- DATA IN THIS EXERCISE
════════════════════

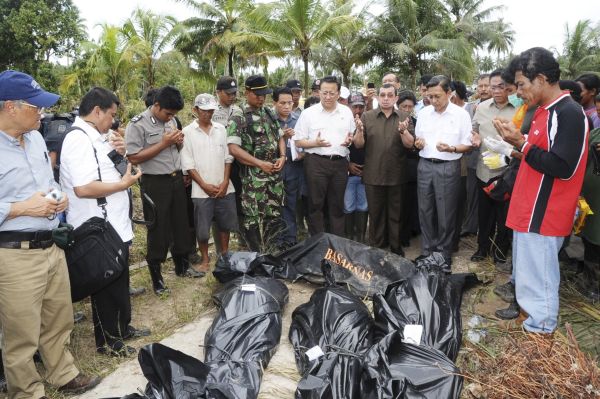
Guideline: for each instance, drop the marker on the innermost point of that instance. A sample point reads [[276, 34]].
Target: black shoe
[[506, 292], [134, 333], [420, 257], [158, 284], [479, 255], [124, 351], [447, 268], [195, 258], [503, 267], [78, 317], [135, 291], [80, 384], [398, 251], [510, 313]]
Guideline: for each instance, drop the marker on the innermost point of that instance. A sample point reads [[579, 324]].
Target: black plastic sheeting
[[340, 324], [430, 299], [366, 358], [239, 345], [365, 270], [393, 369]]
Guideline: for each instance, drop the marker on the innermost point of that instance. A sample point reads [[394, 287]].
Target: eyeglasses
[[40, 110], [329, 93]]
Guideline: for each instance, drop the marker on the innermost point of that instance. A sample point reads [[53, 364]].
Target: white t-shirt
[[453, 127], [207, 154], [334, 127], [78, 167]]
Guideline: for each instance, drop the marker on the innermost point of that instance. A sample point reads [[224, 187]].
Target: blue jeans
[[293, 176], [355, 199], [537, 279]]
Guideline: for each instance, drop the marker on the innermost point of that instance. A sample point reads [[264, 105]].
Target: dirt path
[[280, 378]]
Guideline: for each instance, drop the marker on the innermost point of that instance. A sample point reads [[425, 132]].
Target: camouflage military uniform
[[262, 194]]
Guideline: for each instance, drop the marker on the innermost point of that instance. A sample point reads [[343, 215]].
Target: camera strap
[[102, 200]]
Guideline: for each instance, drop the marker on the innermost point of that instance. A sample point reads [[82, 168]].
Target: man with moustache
[[256, 141], [325, 131], [384, 133], [443, 134]]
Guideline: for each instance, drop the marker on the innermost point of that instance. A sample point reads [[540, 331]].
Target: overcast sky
[[535, 22]]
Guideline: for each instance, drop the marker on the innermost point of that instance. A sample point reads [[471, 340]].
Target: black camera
[[119, 161]]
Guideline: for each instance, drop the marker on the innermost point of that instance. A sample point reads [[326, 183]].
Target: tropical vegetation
[[284, 39]]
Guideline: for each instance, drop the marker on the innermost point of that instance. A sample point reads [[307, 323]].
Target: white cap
[[206, 102], [344, 92]]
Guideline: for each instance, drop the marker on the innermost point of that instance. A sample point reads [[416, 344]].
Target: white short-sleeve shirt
[[78, 167], [207, 153], [334, 127], [453, 127]]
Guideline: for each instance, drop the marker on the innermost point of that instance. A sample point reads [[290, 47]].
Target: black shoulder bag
[[96, 258]]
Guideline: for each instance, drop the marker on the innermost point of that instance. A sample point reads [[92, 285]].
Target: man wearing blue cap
[[35, 296]]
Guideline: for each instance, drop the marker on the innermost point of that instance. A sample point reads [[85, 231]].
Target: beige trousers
[[36, 314]]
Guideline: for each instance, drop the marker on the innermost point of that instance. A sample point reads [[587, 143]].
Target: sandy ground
[[280, 378]]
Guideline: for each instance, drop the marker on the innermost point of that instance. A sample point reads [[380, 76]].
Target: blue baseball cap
[[16, 85]]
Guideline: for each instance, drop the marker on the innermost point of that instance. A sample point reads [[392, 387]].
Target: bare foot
[[203, 267]]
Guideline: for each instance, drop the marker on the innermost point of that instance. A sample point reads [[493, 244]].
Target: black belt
[[172, 174], [331, 157], [435, 160], [35, 240]]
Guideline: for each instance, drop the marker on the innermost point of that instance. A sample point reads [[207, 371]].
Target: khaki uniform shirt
[[385, 155], [145, 130], [482, 123]]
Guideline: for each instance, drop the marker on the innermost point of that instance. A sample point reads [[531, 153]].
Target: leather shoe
[[133, 333], [123, 351], [78, 317], [135, 291], [506, 292], [192, 273], [503, 267], [510, 313], [398, 251], [478, 256], [80, 384]]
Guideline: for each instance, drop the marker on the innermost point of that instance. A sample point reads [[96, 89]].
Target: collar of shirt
[[333, 111], [290, 118], [11, 140], [199, 129], [91, 131], [394, 111]]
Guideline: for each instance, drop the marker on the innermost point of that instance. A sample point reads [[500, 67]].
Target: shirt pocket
[[153, 138]]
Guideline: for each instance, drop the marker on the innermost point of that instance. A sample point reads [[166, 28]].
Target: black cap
[[294, 84], [258, 84], [227, 84], [316, 84]]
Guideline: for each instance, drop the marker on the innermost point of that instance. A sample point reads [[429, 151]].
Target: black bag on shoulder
[[95, 257]]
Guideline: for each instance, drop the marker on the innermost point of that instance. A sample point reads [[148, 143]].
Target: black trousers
[[385, 215], [111, 309], [492, 225], [170, 229], [326, 181]]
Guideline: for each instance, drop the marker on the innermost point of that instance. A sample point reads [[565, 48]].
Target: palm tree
[[151, 35], [297, 27], [413, 35], [210, 35], [581, 50], [112, 61], [343, 53]]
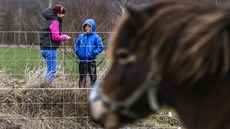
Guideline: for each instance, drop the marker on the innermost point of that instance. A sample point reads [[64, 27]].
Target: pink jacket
[[54, 29]]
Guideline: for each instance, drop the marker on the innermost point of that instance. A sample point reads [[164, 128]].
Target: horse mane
[[189, 40]]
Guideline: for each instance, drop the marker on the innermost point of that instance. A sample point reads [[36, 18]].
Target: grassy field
[[18, 62], [50, 109]]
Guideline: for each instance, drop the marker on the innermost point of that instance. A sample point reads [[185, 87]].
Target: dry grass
[[30, 104]]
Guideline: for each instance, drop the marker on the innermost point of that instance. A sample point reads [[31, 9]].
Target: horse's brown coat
[[189, 43]]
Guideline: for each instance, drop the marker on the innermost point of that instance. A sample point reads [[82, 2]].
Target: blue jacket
[[88, 45]]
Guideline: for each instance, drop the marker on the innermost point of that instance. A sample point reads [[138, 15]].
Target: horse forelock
[[188, 40]]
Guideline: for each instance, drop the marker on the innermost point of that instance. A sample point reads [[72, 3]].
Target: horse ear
[[135, 16]]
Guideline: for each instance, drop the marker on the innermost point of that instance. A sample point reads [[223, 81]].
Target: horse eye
[[125, 57]]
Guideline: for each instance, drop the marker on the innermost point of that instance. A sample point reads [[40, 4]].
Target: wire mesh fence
[[26, 102]]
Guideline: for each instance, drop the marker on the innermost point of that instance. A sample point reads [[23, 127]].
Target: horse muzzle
[[100, 112]]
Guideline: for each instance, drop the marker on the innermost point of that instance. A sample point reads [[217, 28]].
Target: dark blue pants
[[87, 68], [50, 57]]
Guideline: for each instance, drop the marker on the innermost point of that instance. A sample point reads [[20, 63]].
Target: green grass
[[17, 62]]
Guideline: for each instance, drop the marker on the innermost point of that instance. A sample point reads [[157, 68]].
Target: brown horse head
[[172, 53]]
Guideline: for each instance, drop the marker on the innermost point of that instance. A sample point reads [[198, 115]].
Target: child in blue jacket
[[87, 47]]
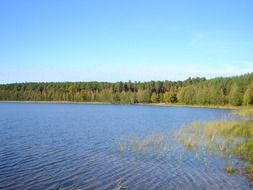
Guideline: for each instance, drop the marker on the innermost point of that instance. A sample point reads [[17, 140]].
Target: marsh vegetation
[[227, 139]]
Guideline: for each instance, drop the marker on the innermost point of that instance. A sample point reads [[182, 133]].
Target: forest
[[236, 91]]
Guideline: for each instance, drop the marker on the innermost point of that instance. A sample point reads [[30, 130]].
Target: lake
[[52, 146]]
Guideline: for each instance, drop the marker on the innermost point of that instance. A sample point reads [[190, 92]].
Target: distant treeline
[[235, 91]]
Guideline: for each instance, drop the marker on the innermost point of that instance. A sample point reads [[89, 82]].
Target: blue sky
[[113, 40]]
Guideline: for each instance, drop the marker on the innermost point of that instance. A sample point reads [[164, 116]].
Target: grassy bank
[[149, 104], [226, 138]]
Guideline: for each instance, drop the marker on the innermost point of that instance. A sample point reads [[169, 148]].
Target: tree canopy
[[235, 90]]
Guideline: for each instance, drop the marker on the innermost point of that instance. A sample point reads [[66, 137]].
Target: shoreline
[[108, 103]]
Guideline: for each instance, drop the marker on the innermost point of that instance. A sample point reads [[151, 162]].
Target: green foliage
[[226, 138], [170, 97], [248, 96], [235, 95], [218, 91], [154, 98]]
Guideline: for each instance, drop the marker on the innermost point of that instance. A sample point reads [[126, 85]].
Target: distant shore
[[108, 103]]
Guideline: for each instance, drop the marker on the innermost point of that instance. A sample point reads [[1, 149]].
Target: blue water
[[50, 146]]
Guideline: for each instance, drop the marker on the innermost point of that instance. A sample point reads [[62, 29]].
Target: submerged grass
[[246, 112], [140, 146], [227, 138]]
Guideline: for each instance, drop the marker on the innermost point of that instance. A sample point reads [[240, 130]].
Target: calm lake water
[[48, 146]]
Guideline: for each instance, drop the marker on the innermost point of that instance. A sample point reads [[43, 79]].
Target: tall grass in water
[[228, 138], [246, 112]]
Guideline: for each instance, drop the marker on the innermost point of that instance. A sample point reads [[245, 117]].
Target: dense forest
[[235, 91]]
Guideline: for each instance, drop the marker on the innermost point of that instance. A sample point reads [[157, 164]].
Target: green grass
[[246, 112], [228, 138], [142, 145]]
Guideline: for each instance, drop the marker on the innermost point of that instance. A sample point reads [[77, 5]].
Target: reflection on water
[[49, 146]]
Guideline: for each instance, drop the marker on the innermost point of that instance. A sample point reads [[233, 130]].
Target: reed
[[229, 138]]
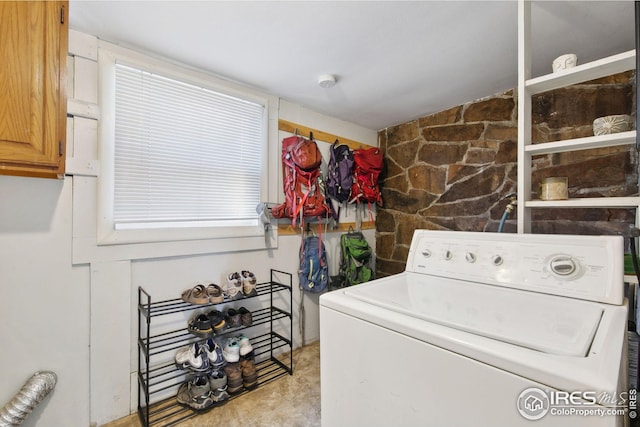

════════════════════

Collect every line of the entries that contains the word "vegetation".

- PROBLEM SOLUTION
Target: tropical vegetation
Target: marsh vegetation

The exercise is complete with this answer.